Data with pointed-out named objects
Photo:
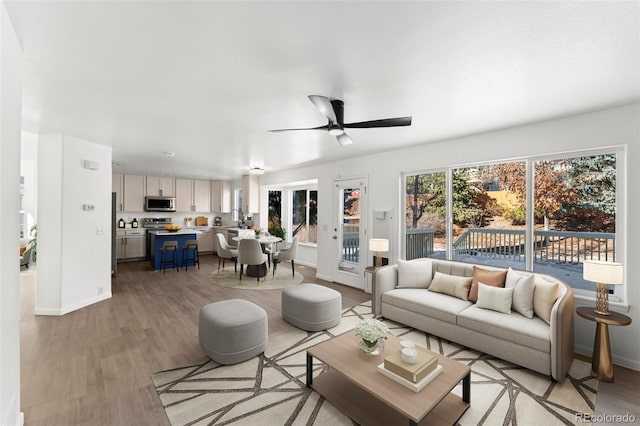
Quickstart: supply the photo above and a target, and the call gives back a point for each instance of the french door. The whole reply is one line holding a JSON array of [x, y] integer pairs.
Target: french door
[[350, 231]]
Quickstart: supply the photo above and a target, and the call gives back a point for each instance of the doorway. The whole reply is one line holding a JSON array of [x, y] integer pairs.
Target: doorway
[[350, 231]]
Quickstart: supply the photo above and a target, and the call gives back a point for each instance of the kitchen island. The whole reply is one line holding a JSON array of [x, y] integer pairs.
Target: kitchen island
[[157, 239]]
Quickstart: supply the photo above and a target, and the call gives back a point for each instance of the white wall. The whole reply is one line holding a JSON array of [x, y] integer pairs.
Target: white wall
[[74, 267], [10, 119], [29, 170], [616, 126]]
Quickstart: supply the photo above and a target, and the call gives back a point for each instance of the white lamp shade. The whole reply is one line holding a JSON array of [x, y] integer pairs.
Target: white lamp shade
[[378, 244], [602, 272]]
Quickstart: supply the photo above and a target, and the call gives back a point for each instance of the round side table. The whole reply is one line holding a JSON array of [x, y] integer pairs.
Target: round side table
[[601, 364]]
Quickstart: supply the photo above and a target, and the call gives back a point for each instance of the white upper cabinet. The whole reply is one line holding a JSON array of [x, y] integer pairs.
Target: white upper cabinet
[[220, 196], [193, 195], [251, 193], [164, 186]]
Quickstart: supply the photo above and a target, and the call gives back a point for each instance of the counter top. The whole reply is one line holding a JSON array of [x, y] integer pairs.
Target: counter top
[[162, 232]]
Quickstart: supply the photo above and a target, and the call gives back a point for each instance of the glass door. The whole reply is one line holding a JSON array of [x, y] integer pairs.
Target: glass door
[[350, 232]]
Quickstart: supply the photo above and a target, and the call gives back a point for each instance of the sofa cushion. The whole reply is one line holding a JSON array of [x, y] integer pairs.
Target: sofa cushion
[[493, 278], [414, 273], [424, 302], [452, 285], [532, 333], [523, 286], [545, 295], [494, 298]]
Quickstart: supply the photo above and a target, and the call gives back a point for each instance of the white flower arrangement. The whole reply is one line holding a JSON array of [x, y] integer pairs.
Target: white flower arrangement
[[371, 330]]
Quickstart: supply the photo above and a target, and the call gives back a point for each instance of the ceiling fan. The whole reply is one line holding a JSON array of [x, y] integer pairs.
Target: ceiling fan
[[333, 109]]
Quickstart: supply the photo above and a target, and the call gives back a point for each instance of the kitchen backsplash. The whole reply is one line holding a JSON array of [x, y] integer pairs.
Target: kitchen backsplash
[[178, 218]]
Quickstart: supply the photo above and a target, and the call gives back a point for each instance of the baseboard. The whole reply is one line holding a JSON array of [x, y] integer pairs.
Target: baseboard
[[71, 308], [617, 360], [13, 416], [310, 265], [324, 277]]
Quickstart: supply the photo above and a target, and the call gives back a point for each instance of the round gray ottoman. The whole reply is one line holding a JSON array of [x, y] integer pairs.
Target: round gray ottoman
[[233, 330], [311, 307]]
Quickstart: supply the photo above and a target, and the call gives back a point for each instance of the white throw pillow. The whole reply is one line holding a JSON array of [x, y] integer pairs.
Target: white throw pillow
[[523, 287], [452, 285], [544, 296], [494, 298], [414, 273]]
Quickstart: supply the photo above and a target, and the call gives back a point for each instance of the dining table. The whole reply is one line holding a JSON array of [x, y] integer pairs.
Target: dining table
[[265, 241]]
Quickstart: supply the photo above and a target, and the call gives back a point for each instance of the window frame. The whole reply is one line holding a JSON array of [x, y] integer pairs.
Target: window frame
[[619, 295]]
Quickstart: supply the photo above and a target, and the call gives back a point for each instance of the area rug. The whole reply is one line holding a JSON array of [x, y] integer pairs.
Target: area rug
[[282, 279], [270, 389]]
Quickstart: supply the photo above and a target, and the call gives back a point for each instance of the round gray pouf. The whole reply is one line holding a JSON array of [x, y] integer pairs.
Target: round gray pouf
[[311, 307], [233, 330]]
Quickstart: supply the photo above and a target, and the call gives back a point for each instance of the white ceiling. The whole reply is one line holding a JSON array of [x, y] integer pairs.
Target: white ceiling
[[206, 80]]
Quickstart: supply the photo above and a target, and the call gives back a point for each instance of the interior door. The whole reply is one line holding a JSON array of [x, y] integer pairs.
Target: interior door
[[350, 231]]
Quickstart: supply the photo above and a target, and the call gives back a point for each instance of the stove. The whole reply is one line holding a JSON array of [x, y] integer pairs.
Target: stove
[[151, 223]]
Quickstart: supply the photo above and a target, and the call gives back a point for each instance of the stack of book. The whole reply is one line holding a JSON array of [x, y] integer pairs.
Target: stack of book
[[413, 376]]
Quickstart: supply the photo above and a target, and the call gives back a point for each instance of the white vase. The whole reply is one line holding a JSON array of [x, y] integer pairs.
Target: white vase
[[372, 350]]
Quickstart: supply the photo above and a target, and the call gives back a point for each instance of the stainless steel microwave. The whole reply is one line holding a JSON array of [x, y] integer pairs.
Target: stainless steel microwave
[[160, 204]]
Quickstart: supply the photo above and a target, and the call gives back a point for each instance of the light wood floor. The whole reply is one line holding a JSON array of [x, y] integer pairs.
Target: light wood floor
[[94, 366]]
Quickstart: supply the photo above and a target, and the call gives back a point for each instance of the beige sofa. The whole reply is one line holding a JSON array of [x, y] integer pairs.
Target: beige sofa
[[543, 343]]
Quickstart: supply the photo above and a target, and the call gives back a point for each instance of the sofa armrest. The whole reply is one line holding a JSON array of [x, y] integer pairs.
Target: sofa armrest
[[562, 334], [384, 279]]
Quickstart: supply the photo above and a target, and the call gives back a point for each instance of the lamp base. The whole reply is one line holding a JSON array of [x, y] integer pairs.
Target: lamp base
[[602, 299]]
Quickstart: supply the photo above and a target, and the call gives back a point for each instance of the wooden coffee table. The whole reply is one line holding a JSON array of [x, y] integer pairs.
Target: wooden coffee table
[[354, 386]]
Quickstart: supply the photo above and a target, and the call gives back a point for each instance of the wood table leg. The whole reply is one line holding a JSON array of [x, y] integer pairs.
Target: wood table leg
[[466, 388], [309, 370], [601, 364]]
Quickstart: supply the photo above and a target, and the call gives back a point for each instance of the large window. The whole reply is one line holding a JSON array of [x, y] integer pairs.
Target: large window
[[304, 215], [542, 214]]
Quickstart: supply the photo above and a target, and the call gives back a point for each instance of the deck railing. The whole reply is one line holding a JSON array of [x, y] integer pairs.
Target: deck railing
[[351, 247], [419, 242], [550, 246]]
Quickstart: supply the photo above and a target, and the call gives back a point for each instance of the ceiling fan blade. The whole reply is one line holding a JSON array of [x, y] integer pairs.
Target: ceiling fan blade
[[324, 106], [385, 122], [344, 139], [325, 127]]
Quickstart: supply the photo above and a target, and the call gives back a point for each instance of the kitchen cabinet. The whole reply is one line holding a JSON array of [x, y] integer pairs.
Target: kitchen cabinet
[[221, 196], [117, 186], [205, 240], [130, 190], [251, 193], [193, 195], [163, 186], [131, 244]]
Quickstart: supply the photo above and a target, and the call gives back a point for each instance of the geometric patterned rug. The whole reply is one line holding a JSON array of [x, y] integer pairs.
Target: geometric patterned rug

▶ Required work: Please reproduce all of the data above line for line, omitting the pictures.

▶ The completed task:
Photo:
Quickstart: supply the photo above and a target, and the call gives back a point for each instance of the french door. The whole reply is one line holding a JSON array of [x, y] integer pairs.
Target: french door
[[350, 231]]
Quickstart: supply the photo above and a target, and the call gives back a point for each instance of the doorway. The whole reply is one line holding a JSON array of [x, y] integer pairs.
Target: doorway
[[350, 231]]
Quickstart: supply the photo above and a target, and the call gives back a point for each instance of the kitchen island. The whole reply is one line holding a JSON array of [x, y] integer pairs.
Target: kitchen island
[[157, 239]]
Quickstart: supply the photo above and a target, and the call gives back a point for each instance of the white wall. The whole reply is one line holding a JSON array of [x, y] integer pairs.
Target: white wall
[[74, 267], [10, 119], [29, 170], [616, 126]]
Quickstart: supply the photo above and a target, and the call gives back a point for each instance of the white lamp shade. The whole reply is one line holding a JSON array of [x, y] integer pairs.
Target: white lamp shade
[[378, 244], [602, 272]]
Quickstart: supply the photo above and a target, and the call gives back a point for each instance of the round side table. The whole reply is one line holding a JSON array of [x, y] integer pairs.
Target: round side table
[[601, 364]]
Quickstart: supply the photo above and a target, and the call gives back a point for each instance of the white upper cabinet. The whole reply is one line holding a JSON array of [x, y] integer pairs.
Target: white upper cabinet
[[220, 196], [193, 195], [251, 193], [164, 186]]
Quickstart: supply the photo above and a target, and the call gives back a point for each instance of the counter top. The whole reply is one line holding a JSON array of [x, y] integer pairs.
Target: counter top
[[162, 232]]
Quickstart: supply the photo above and a target, and the call gives back a point for each instance of the glass door. The whole reply is one line holding a JSON array of [x, y] integer pairs.
Target: glass door
[[350, 232]]
Quickstart: supply the photo above and a target, and the call gives back a point for each instance of the sofa cushion. The whole reply is one line holding a JSON array of [x, y] integer pairs.
Target: sofa cushion
[[493, 278], [414, 273], [424, 302], [452, 285], [532, 333], [523, 286], [545, 295], [494, 298]]
Quickstart: supply the photo above and a target, and the call gives back a point for each instance of the white flower arrangement. The whole reply is one line holding a JSON array of [x, y] integer pairs.
Target: white flower arrangement
[[371, 330]]
Quickstart: supply the photo above and a target, and the call gives back a point for each instance of the ceiling fan. The whole reply is one line holding a JSON array of [x, y] integer pairs.
Target: ceiling fan
[[333, 109]]
Quickstart: supply the photo above and a target, and the call gives back a point for each instance of the kitchen backsplash. The whole reply is one line holding a JSON array of [x, y] integer pairs.
Target: kitchen backsplash
[[178, 218]]
Quickstart: supply the photo above and a target, and the call gives back a point for each instance of the baseboard. The whole reply is one line holding a JSON array of [x, y] integer pairs.
Target: baseboard
[[71, 308], [617, 360], [13, 416], [310, 265], [324, 277]]
Quickstart: supply the photo above and a target, and the call gives back a point for each instance of the round gray ottoman. The whole reply is one line holding a JSON array of [x, y] integer pairs.
Target: round gray ottoman
[[233, 330], [311, 307]]
Quickstart: supply the photo above and a target, and the call gives back a point for each instance of the white throw pillow. The whole reply is one line holding a JSON array of [x, y] integer pairs.
Target: white throw pillow
[[523, 287], [452, 285], [544, 296], [494, 298], [414, 273]]
Quickstart: supply the photo above and a target, and the call gives back a point for each instance of the dining table. The whole reply is one line holding a JSON array of [x, y] integer pairs.
Target: dining table
[[265, 241]]
Quickstart: supply the photo above and a target, and the call gives back a point for each instance of the window frame. The whole reply is one line holding a JSON array of [x, y] integer pairs.
Target: window frame
[[619, 295]]
Quickstart: supply the photo above and a target, and the call gives back a point for each instance of the area rug. The whole reply is one line holding a JSON array of [x, y] integer pairs.
Target: area rug
[[282, 279], [270, 389]]
Quickstart: supply the photo above and a target, and the call gives back a point for each instance of the round gray pouf. The whole reply is one line holding a JSON array of [x, y] integer pairs.
Target: round gray pouf
[[311, 307], [233, 330]]
Quickstart: supply the photo above and a target, and the call gives back a point for each instance of the white ceiling. The whole reply is one line holding a JSON array of [x, y] integer pairs.
Target: white ceiling
[[206, 80]]
Quickstart: supply the photo above and a target, and the call gives back a point for each instance of the interior door. The whole reply is one line holding a JSON array of [x, y] integer pairs.
Target: interior door
[[350, 231]]
Quickstart: supply the photo above and a target, and the call gives back a point for each instance of the stove. The whole reply is one line holding a JSON array of [x, y] integer pairs.
Target: stove
[[151, 223]]
Quickstart: supply the photo above and a target, and the call gives back a point for each instance of the stack of book. The whole reply is one line holding a JSON array of [x, y] integer pairs.
Target: stack of book
[[413, 376]]
Quickstart: supply the photo above and a target, and the call gives back a point for each instance of the white vase. The whole reply is one line holding a JSON array of [x, y] integer pairs.
Target: white vase
[[372, 350]]
Quickstart: supply the photo above and a target, and the call gives back a point for each instance of the stainless steel microwave. The whole reply is one line holding a JSON array of [x, y] integer pairs.
Target: stainless steel microwave
[[160, 204]]
Quickstart: supply the photo above and a target, and the call gives back a point for each instance of the light wood floor. The whole reply is one line holding a JSON array of [x, y] integer pairs.
Target: light wood floor
[[94, 366]]
Quickstart: supply the photo above and a target, and the call gives back a point for each instance of the beige sofa. The whole reply is one line holding a JSON array of [x, y] integer pairs.
Target: beige sofa
[[543, 343]]
Quickstart: supply the photo above and a target, and the call gives back a point for each instance of the sofa armrest. The whole reply is one line holding a JSON array of [x, y] integer pairs.
Target: sofa armrest
[[562, 334], [384, 279]]
Quickstart: supply the photo above and a target, and the call gives back a point for each instance of the lamp base. The whole reply is one line holding a JSON array of [x, y] integer pairs.
Target: lamp base
[[602, 299]]
Quickstart: supply the photo above and a target, and the call gives back a point for each instance of the wooden coffee table. The whole reply is one line holding a JSON array of [x, y] integer pairs.
Target: wooden coffee table
[[354, 386]]
Quickstart: supply the photo above and a target, and the call gives back a point for each instance of the wood table leg. The whole reply is one line holding a JSON array of [x, y] integer pairs.
Target: wood table leg
[[466, 388], [309, 370], [601, 364]]
Quickstart: supply the photo above and a target, and the call gives back a point for each instance of the large window. The whole reply is one line holding a JSON array of [x, y] integer pairs.
Target: large window
[[304, 215], [542, 214]]
Quickstart: supply the photo above and a target, and the call gives back a point for each instance of the deck railing. The whole reply is one line holding a JSON array of [x, y] integer pairs.
Target: deck railing
[[351, 247], [419, 242], [550, 246]]
Quickstart: supply the photo above and a target, and the call gives back a point for each instance of the ceiling fan blade. The whole reply is one line holding a JSON array of [x, y] integer pairs.
Target: ceiling fan blade
[[324, 106], [385, 122], [344, 139], [325, 127]]
Quickstart: supply the photo above and a target, and the call gives back a point for each instance of the kitchen cabinet. The whole reply is one line holding a JSON array of [x, y] integer pairs.
Target: kitchen cabinet
[[221, 196], [117, 186], [205, 240], [130, 190], [251, 193], [193, 195], [163, 186], [131, 244]]
Quickstart: supply the photo above and a target, and the call gives back a point for each instance of the geometric patterned rug. The whole reply is one line holding a JSON array of [x, y] integer pairs.
Target: geometric patterned rug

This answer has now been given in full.